• **Task details**
Put every entry below into a two-column CSV with the headers query_text and points, one row per entry. Give the entry's text under query_text and its answer under points, each in a single quoted field with line breaks replaced by spaces.

Named-object pointing entries
[start]

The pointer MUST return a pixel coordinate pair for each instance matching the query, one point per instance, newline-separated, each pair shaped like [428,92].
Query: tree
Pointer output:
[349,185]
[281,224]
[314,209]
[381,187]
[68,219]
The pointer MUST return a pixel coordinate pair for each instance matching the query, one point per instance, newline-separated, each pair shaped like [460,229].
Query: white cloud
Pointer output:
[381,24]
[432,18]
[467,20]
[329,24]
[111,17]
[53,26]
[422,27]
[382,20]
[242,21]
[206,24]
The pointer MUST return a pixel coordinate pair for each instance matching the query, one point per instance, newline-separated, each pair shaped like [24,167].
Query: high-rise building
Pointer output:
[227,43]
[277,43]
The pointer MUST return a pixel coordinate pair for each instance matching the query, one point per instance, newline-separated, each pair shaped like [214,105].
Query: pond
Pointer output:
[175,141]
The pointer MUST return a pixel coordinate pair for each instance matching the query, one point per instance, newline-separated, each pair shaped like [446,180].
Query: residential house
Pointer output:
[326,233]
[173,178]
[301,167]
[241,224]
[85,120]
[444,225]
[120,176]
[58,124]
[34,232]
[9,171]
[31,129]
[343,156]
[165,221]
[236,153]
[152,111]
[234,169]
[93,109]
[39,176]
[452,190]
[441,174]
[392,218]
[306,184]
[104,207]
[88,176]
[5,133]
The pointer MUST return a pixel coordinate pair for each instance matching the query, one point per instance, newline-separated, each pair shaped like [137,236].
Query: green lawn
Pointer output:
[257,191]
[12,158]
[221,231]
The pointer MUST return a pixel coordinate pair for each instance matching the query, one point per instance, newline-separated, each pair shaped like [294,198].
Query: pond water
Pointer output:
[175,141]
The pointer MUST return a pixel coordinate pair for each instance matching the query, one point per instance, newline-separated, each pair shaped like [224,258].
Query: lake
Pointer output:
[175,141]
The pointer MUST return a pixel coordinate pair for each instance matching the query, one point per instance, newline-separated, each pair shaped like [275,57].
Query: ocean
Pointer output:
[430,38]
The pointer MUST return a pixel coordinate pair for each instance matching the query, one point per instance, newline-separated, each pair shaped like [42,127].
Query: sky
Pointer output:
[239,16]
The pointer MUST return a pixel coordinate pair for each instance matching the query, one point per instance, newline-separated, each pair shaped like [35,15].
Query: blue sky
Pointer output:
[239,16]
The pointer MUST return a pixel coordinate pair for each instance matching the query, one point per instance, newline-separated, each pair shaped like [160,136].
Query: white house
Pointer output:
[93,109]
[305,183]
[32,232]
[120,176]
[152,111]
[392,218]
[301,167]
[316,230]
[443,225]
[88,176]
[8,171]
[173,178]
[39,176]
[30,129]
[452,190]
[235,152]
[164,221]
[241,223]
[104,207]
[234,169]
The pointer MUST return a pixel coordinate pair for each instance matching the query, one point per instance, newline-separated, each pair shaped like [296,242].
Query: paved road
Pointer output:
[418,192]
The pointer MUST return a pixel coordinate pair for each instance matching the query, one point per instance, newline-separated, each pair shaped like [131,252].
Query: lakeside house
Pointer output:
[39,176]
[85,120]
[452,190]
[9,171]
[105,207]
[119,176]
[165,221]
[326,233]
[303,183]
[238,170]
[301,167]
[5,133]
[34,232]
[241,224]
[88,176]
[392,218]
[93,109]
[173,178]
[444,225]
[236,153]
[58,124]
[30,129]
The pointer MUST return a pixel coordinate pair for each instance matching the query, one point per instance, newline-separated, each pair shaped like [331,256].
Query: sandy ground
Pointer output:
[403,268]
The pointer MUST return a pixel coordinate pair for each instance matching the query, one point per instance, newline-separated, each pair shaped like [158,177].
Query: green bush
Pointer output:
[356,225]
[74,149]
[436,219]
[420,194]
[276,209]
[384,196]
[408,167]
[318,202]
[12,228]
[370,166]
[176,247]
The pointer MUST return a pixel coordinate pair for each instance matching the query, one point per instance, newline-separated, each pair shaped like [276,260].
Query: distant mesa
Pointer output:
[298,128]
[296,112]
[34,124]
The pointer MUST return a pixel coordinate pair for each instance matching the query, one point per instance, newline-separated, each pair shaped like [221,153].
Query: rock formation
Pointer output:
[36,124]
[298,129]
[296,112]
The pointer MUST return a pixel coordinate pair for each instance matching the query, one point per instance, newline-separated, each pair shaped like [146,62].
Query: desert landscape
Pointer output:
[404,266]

[end]

• **Task result**
query_text,points
"The pointer MUST return a pixel coordinate pair for each instance matching the query, one point per instance, newline-separated, each pair shaped like [428,92]. Query: tree Pointer output:","[349,185] [281,224] [314,209] [381,187] [68,219]"
"The pointer MUST return a pixel coordinate pair for each instance matching the query, one point per instance, newline-separated, each pair shaped like [460,229]. Query: white cloud Pointer output:","[381,24] [432,18] [467,20] [329,24] [111,17] [53,26] [422,27] [382,20] [242,21] [206,24]"
"The pointer MUST return a pixel coordinate pair for each instance matching the query, one point per instance, newline-separated, each pair shaped like [24,167]. Query: high-rise building Pointer output:","[227,43] [277,43]"
"The pointer MUST return a pixel coordinate pair for each instance matching the query, one point per instance, newline-separated, each pair shaped like [214,105]. Query: pond Pointer output:","[175,141]"
"The pointer MUST return a pixel coordinate pair for each instance matching the query, one point per instance, newline-separated, each pair shaped like [446,180]. Query: residential house Pointer output:","[326,233] [173,178] [301,167] [241,224] [85,120] [444,225] [120,176] [58,124] [34,232] [9,171] [31,129] [343,156] [165,221] [236,153] [152,111] [234,169] [93,109] [39,176] [452,190] [441,174] [392,218] [306,184] [104,207] [88,176] [5,133]"
"The pointer MUST return a pixel coordinate pair for each instance matching the query, one point per instance, newline-separated, each pair shaped like [137,236]. Query: green lawn Pointer output:","[257,191] [12,158] [221,231]"
"The pointer MUST return a pixel coordinate pair for each instance matching the query, one point per instance, newline-separated, each pair shaped like [294,198]. Query: pond water Pointer output:","[175,141]"
"The pointer MUST return a pixel coordinate pair for each instance matching the query, one point per instance, newline-separated, each pair shaped like [224,258]. Query: lake Pointer output:","[175,141]"
"The pointer MUST return a pixel coordinate pair for each instance matching the query, one point per instance, newline-separated, each pair shaped like [275,57]. Query: ocean Pointer output:","[430,38]"
"The pointer MUST return a pixel coordinate pair for each instance matching the query, one point per instance, newline-separated, each pair shaped like [42,127]. Query: sky Pointer output:","[239,16]"
"The pointer MUST return a pixel coordinate pair for each instance matching the query, one point per instance, newline-separated, each pair shaped like [35,15]. Query: blue sky Pointer output:","[239,16]"
"The pointer MUST return a pixel coordinate pair for each instance matching the query, one point per instance, newline-separated, each pair shaped like [160,136]. Query: white house Pointer output:","[93,109] [305,183] [32,232] [120,176] [152,111] [392,218] [301,167] [316,230] [443,225] [88,176] [8,171] [173,178] [39,176] [30,129] [452,190] [235,152] [164,221] [241,223] [104,207] [234,169]"
"The pointer MUST return a pixel coordinate pair for each instance matching the query, one point per instance, newline-separated, each pair shaped like [296,242]. Query: paved road Pointer output:","[418,192]"
"The pointer MUST return a pixel coordinate pair for each instance matching the query, one point per instance, newline-separated, each pair shaped like [131,252]. Query: lakeside house Pointer output:","[39,176] [85,120] [452,190] [9,171] [105,207] [119,176] [165,221] [326,233] [303,183] [238,170] [301,167] [5,133] [34,232] [241,224] [88,176] [392,218] [93,109] [173,178] [444,225] [236,153] [58,124] [30,129]"
"The pointer MUST return a pixel coordinate pair for each instance matching the query, one point per instance, newline-separated, each pair shaped like [331,256]. Query: sandy ground Pointer output:","[403,268]"
"The pointer MUST return a pixel coordinate pair for each instance matching the query, one point per instance, newline-separated, each pair shaped like [158,177]. Query: green bush Pointer output:","[356,225] [74,149] [436,219] [420,194] [276,209] [384,196] [408,167] [318,202] [12,228] [370,166] [176,247]"
"The pointer MUST return a pixel coordinate pair for each instance matching the query, one point per instance, newline-separated, each pair shaped like [276,260]. Query: distant mesa Pointer output:","[298,128] [296,112] [34,124]"
"The pointer MUST return a pixel coordinate pair for each instance matching the query, one point per instance, newline-separated, each pair shaped like [221,153]. Query: rock formation Pointer output:","[36,124] [298,129] [296,112]"
"The pointer MUST return a pixel coordinate pair for each instance matching the query, one point per instance, newline-separated, each pair shaped like [146,62]. Query: desert landscape Pointer output:","[404,266]"